PROBLEM DETAILS => The data must be written out once more, precisely as given.

DATA SHOWN =>

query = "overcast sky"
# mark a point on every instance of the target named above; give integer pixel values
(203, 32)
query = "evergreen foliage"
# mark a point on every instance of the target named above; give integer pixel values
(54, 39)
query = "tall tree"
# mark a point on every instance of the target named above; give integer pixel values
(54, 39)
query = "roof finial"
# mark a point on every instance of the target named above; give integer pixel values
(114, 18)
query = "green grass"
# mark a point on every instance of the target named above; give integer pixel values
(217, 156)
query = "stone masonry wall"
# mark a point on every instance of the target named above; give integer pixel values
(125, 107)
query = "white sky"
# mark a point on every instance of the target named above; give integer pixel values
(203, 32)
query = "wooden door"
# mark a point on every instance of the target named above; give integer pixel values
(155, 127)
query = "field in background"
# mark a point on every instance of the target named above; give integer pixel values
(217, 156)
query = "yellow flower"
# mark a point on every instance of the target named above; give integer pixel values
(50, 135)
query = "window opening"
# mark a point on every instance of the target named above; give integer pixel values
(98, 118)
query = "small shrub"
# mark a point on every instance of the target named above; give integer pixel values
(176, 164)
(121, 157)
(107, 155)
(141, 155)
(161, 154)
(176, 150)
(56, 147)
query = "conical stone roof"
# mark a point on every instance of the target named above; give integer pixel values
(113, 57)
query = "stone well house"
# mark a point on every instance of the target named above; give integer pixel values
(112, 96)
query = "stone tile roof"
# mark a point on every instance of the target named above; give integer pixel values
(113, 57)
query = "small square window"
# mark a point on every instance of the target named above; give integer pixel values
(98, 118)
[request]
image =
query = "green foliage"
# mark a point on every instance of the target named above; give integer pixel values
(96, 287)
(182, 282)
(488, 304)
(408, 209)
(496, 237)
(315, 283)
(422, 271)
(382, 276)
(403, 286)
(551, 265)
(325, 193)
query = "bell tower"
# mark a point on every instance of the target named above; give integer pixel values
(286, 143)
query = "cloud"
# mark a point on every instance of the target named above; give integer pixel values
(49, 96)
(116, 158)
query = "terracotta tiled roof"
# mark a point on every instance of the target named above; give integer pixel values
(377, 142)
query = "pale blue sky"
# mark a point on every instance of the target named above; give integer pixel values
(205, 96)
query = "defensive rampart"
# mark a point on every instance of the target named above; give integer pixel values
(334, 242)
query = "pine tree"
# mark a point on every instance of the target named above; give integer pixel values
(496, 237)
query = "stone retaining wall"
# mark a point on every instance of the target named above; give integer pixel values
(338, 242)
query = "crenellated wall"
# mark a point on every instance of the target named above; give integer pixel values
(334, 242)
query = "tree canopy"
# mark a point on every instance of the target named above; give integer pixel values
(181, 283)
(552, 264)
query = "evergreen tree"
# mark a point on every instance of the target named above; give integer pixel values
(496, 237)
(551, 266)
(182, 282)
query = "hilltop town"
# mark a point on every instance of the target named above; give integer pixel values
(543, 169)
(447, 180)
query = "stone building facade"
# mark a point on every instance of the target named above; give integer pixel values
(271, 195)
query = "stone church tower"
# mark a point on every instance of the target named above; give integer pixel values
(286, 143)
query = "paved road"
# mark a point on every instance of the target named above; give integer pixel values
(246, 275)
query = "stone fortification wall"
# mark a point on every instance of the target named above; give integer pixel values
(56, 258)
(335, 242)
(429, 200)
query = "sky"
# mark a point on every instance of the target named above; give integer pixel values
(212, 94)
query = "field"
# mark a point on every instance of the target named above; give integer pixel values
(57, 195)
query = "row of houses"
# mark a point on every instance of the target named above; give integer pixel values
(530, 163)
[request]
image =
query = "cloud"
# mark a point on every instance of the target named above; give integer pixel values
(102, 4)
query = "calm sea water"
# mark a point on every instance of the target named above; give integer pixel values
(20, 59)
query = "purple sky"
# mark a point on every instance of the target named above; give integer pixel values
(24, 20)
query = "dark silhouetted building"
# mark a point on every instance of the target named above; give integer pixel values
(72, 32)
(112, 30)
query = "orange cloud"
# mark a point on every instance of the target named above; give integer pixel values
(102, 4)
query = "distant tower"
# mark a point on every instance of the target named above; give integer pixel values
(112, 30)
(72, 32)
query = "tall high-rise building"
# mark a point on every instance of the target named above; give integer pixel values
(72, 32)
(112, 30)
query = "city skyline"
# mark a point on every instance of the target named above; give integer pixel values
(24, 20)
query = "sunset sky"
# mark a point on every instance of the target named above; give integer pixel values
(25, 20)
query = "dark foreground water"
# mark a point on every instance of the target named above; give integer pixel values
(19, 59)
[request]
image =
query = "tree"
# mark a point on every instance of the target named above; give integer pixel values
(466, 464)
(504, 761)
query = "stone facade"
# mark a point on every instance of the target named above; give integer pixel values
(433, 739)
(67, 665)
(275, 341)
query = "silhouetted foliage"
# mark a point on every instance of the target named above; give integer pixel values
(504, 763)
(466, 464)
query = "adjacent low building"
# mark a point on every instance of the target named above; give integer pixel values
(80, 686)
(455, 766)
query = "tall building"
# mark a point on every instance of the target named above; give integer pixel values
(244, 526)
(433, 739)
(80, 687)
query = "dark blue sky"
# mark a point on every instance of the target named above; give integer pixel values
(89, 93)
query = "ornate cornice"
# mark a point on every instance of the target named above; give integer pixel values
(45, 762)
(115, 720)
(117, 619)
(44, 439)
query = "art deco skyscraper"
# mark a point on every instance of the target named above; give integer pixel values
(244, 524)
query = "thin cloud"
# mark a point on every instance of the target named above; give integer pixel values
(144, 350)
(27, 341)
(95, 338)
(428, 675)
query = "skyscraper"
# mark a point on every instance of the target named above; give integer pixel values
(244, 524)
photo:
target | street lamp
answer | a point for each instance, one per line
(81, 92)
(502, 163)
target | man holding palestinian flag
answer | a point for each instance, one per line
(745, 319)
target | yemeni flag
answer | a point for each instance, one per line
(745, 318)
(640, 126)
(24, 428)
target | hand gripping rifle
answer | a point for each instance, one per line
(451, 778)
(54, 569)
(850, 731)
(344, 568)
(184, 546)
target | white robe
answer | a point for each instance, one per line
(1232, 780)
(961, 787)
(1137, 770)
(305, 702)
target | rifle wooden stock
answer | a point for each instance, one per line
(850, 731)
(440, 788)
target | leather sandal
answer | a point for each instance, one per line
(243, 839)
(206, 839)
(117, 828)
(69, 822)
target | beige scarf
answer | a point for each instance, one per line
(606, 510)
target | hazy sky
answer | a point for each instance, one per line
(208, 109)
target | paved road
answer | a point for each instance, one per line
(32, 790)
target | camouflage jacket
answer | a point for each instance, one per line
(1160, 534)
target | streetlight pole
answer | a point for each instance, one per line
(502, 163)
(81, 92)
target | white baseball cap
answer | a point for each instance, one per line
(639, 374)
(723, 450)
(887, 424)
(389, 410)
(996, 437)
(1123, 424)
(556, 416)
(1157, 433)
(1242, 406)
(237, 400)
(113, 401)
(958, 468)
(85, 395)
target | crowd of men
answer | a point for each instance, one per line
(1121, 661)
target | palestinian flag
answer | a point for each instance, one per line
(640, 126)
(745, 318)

OUTPUT OF THE TASK =>
query = "overcast sky"
# mark a point on every instance of the target named above; give integer pixel values
(203, 32)
query = "evergreen foliage"
# mark a point on every instance of the target named above; give integer pixel values
(54, 39)
query = "tall tree"
# mark a point on every instance of the target named above; give integer pixel values
(54, 39)
query = "roof finial"
# mark a point on every instance of the target named above; give integer pixel values
(114, 18)
query = "green grass"
# mark a point on every instance of the target named above; give integer pixel values
(217, 156)
query = "stone masonry wall"
# mark a point on every instance of the target named above; give integer pixel values
(125, 107)
query = "white sky"
# mark a point on every instance of the target named above; give integer pixel values
(203, 32)
query = "wooden door"
# mark a point on every instance of the target named above; give integer pixel values
(155, 127)
query = "field in background"
# mark a point on every instance of the target named above; give integer pixel values
(217, 156)
query = "yellow flower"
# mark a point on every instance of the target named above; give integer pixel values
(50, 135)
query = "window opening"
# mark a point on every instance of the target named above; give integer pixel values
(98, 118)
query = "small shrub"
# mark a point on every instance of the target named above; give integer pixel values
(176, 164)
(121, 157)
(107, 155)
(141, 155)
(161, 154)
(176, 150)
(56, 147)
query = "conical stone roof"
# mark a point on every instance of the target named above; give integer pixel values
(113, 57)
query = "stone well house"
# mark a point on every instance of the target named above; give integer pixel values
(112, 96)
query = "stone tile roof"
# mark a point on every instance of the target named above; give integer pixel values
(113, 57)
query = "small square window"
# mark a point on every instance of the target named above; give integer pixel values
(98, 118)
[request]
image =
query = "green foliage"
# mark a point on every instance of the target named above; give integer pixel values
(96, 287)
(182, 282)
(488, 304)
(408, 209)
(496, 237)
(315, 283)
(422, 271)
(382, 276)
(403, 286)
(551, 265)
(325, 193)
query = "bell tower"
# mark a point on every instance of the target named above; give integer pixel values
(286, 143)
query = "cloud"
# mark a point on every instance of the target named above; give integer pixel values
(49, 96)
(116, 158)
query = "terracotta tiled roof"
# mark a point on every instance of the target named above; give integer pixel values
(377, 142)
query = "pale blue sky"
# mark a point on every instance of the target named above; give integer pixel values
(205, 96)
query = "defensive rampart"
# mark a point on every instance of the target named above; give integer pixel values
(334, 242)
query = "pine tree"
# mark a point on every instance of the target named above; give integer pixel values
(496, 237)
query = "stone retaining wall"
# mark a point on every instance of the target named above; give integer pixel values
(338, 242)
query = "crenellated wall"
# mark a point on every instance of the target named above; give integer pixel values
(334, 242)
query = "tree canopy"
# mark a point on every instance of the target named above; give integer pixel values
(181, 283)
(552, 264)
query = "evergreen tree"
# mark a point on every instance of the target named above; give integer pixel values
(496, 237)
(551, 266)
(182, 282)
query = "hilltop town"
# mark a point on every instance of the target named above; give integer pixel values
(543, 169)
(447, 180)
query = "stone building facade"
# mark a point on every instance of the target named above; give integer pixel values
(271, 195)
query = "stone church tower"
# mark a point on every instance of the target named above; give integer pixel values
(286, 143)
query = "paved road"
# mark a point on every instance of the target named above; give integer pixel values
(246, 275)
query = "stone fortification wall"
# mark a point on every instance of the target named above; give integer pixel values
(56, 258)
(335, 242)
(429, 200)
query = "sky"
# mark a point on every instance of the target named above; give integer pixel values
(212, 94)
query = "field"
# mark a point on every instance of the target named above; give integer pixel values
(57, 195)
query = "row of houses"
# mark a point on every instance of the target named above; give integer pixel values
(530, 163)
[request]
image =
query = "cloud"
# mark a point on every instance of the target named above; give integer pixel values
(102, 4)
query = "calm sea water"
# mark a point on every instance of the target named above; give integer pixel values
(20, 59)
query = "purple sky"
# mark a point on every instance of the target named above; give integer pixel values
(24, 20)
query = "dark silhouetted building"
# mark a point on every instance of the target named above; give integer pixel values
(72, 32)
(112, 30)
query = "orange cloud"
# mark a point on every instance of the target named above; give integer pixel values
(102, 4)
query = "distant tower"
# mark a point on every instance of the target named above; give integer pixel values
(112, 30)
(72, 32)
query = "tall high-rise building"
# mark a point on every instance of the target named above; give integer pixel values
(72, 32)
(112, 30)
query = "city skyline"
# mark a point on every instance of the target named above; give integer pixel values
(24, 20)
query = "sunset sky"
# mark a point on every instance of the target named above; give integer pixel values
(25, 20)
query = "dark foreground water"
# mark a point on every instance of the target named above; give integer pixel values
(19, 59)
[request]
image =
query = "tree"
# mark a point on every instance of the target named above; give integer pixel values
(466, 464)
(504, 761)
query = "stone facade"
# mark a point on every instance of the target named above; give integer pixel values
(433, 739)
(67, 665)
(275, 341)
query = "silhouetted foliage"
# mark a point on every instance of the target named above; give integer pixel values
(504, 763)
(466, 464)
query = "adjacent low building"
# mark a point on every instance of the target named above; give integer pixel values
(80, 686)
(455, 766)
query = "tall building"
# mark a point on every instance of the target named above; give integer pixel values
(244, 526)
(433, 739)
(80, 687)
query = "dark blue sky"
# mark a point on every instance of the target named above; give integer pixel values
(89, 93)
query = "ornate cornice"
# mark a point on every instance of the target named above; give integer pixel values
(45, 762)
(115, 720)
(117, 619)
(44, 439)
query = "art deco skyscraper"
# mark a point on every instance of the target named above; give integer pixel values
(244, 524)
query = "thin cloud"
# mark a point on every instance of the target named above; give integer pixel values
(144, 350)
(27, 341)
(95, 338)
(428, 675)
query = "skyscraper"
# mark a point on every instance of the target named above; give integer pixel values
(244, 524)
photo:
target | street lamp
answer | a point for each instance, one per line
(81, 92)
(502, 163)
target | man holding palestinian flag
answer | a point for each instance, one per line
(745, 319)
target | yemeni flag
answer | a point for each instance, one per line
(745, 318)
(640, 126)
(24, 428)
target | hand gripping rifle
answer | a point for each instance, one per line
(451, 778)
(54, 569)
(850, 731)
(344, 568)
(184, 546)
target | white robe
answer | a point for each instance, one per line
(1232, 780)
(961, 787)
(1137, 770)
(305, 702)
target | rifle wooden stock
answer | a point for each instance, one per line
(850, 731)
(440, 788)
target | leather sandal
answer | a point for each instance, one per line
(243, 839)
(206, 839)
(117, 828)
(69, 822)
target | beige scarf
answer | a point for each instance, one per line
(606, 510)
target | hazy sky
answer | a point for each instance, one per line
(208, 109)
target | paved road
answer | a point for each instance, one per line
(32, 790)
target | camouflage jacket
answer | a point for each instance, one per line
(1160, 534)
target | streetlight pole
answer | a point for each instance, one per line
(502, 163)
(81, 92)
target | white baseball cap
answer | a point for each instance, one per line
(639, 374)
(723, 450)
(887, 424)
(389, 410)
(996, 437)
(1123, 424)
(556, 416)
(1157, 433)
(1242, 406)
(237, 400)
(113, 401)
(958, 468)
(85, 395)
target | crowd of men
answer | a point for each instance, one per line
(1121, 661)
target | palestinian flag
answer | a point for each instance, one per line
(640, 126)
(745, 318)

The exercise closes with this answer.